Dataset records:
◆ ◆ ◆ ◆ ◆ ◆ ◆

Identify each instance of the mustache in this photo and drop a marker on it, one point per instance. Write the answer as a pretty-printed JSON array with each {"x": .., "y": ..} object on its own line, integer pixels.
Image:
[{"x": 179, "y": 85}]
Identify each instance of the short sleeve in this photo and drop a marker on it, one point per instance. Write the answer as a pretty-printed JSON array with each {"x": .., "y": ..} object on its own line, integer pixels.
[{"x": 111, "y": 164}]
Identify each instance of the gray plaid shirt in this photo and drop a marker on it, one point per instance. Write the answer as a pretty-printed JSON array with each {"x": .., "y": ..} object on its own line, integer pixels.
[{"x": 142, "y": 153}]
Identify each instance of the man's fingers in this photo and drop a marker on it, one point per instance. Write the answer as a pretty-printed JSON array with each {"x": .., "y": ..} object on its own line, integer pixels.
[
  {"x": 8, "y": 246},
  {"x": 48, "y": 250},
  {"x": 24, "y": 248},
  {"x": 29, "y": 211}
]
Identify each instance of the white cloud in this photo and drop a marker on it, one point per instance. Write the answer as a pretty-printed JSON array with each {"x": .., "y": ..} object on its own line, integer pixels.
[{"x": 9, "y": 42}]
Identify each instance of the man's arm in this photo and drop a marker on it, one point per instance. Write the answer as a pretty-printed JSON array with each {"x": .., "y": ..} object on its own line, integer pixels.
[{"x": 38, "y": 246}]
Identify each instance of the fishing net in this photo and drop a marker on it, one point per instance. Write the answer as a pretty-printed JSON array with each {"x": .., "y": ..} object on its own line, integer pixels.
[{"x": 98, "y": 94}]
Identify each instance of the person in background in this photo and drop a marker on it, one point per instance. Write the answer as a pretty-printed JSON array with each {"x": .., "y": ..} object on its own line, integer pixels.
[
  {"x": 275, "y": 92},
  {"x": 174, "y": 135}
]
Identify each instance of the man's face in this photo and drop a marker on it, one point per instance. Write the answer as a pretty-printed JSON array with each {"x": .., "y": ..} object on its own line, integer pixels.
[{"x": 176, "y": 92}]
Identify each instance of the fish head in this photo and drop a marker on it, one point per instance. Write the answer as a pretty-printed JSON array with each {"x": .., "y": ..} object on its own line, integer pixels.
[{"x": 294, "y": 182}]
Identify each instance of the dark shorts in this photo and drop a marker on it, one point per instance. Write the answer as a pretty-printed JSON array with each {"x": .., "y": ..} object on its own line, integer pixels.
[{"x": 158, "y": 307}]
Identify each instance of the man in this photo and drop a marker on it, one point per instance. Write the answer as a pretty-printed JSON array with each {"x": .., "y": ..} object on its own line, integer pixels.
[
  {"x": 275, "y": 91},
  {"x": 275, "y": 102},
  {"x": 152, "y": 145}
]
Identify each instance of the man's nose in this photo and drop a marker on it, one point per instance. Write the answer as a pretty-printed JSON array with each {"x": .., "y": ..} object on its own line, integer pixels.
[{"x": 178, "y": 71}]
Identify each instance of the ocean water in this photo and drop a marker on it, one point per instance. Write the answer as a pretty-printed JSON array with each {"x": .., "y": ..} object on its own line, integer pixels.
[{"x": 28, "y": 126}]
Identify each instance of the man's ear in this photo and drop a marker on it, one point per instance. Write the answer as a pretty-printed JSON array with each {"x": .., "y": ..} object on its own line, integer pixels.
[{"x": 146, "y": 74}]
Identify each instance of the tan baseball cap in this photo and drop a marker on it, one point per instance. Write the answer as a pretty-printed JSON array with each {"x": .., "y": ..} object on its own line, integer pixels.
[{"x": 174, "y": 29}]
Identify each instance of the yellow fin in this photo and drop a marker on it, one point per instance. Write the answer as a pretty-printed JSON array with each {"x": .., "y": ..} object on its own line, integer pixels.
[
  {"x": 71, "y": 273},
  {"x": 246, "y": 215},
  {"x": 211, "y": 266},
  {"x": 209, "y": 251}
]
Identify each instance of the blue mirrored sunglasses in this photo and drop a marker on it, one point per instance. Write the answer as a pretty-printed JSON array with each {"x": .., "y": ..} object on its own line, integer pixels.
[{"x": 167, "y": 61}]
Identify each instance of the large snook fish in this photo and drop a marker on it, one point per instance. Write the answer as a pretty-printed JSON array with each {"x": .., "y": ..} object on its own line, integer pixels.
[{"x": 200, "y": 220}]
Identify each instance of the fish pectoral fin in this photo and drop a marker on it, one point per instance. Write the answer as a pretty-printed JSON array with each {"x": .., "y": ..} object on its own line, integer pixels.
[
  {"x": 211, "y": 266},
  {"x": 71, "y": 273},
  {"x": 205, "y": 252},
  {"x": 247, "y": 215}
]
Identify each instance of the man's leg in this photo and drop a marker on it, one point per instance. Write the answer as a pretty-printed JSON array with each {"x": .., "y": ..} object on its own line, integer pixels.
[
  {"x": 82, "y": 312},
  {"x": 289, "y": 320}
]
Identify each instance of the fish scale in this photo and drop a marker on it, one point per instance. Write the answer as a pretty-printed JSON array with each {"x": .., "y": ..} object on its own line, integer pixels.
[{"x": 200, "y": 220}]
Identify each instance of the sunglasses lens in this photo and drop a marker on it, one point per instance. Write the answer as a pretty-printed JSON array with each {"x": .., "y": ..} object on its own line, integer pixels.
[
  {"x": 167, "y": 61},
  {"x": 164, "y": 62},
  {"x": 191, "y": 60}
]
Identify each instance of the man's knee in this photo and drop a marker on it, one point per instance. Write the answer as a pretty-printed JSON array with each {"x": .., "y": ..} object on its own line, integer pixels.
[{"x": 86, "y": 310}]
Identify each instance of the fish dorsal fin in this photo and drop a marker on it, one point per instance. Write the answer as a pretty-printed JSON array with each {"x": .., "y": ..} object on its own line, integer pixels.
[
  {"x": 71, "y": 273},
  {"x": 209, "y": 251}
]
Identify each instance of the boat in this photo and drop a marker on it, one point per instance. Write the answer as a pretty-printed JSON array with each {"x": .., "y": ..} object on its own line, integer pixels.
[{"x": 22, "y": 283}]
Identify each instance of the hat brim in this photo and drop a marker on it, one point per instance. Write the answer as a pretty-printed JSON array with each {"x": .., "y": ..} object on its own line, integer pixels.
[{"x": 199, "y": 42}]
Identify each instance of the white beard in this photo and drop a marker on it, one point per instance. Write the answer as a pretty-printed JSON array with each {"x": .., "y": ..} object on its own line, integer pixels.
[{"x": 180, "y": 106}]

◆ ◆ ◆ ◆ ◆ ◆ ◆

▶ WHAT THE EXERCISE ASKS
Copy everything from the line containing "Identify each instance of the white beard" down through the last of the entries above, with the entry text included, and offset every coordinate in the answers by adding 76 to it.

▶ ANSWER TO THE TASK
Identify each instance of the white beard in this photo and drop a marker on it, one point per instance. Write the answer as a pretty-printed JSON array with each {"x": .., "y": ..} object on its own line, integer pixels.
[{"x": 256, "y": 182}]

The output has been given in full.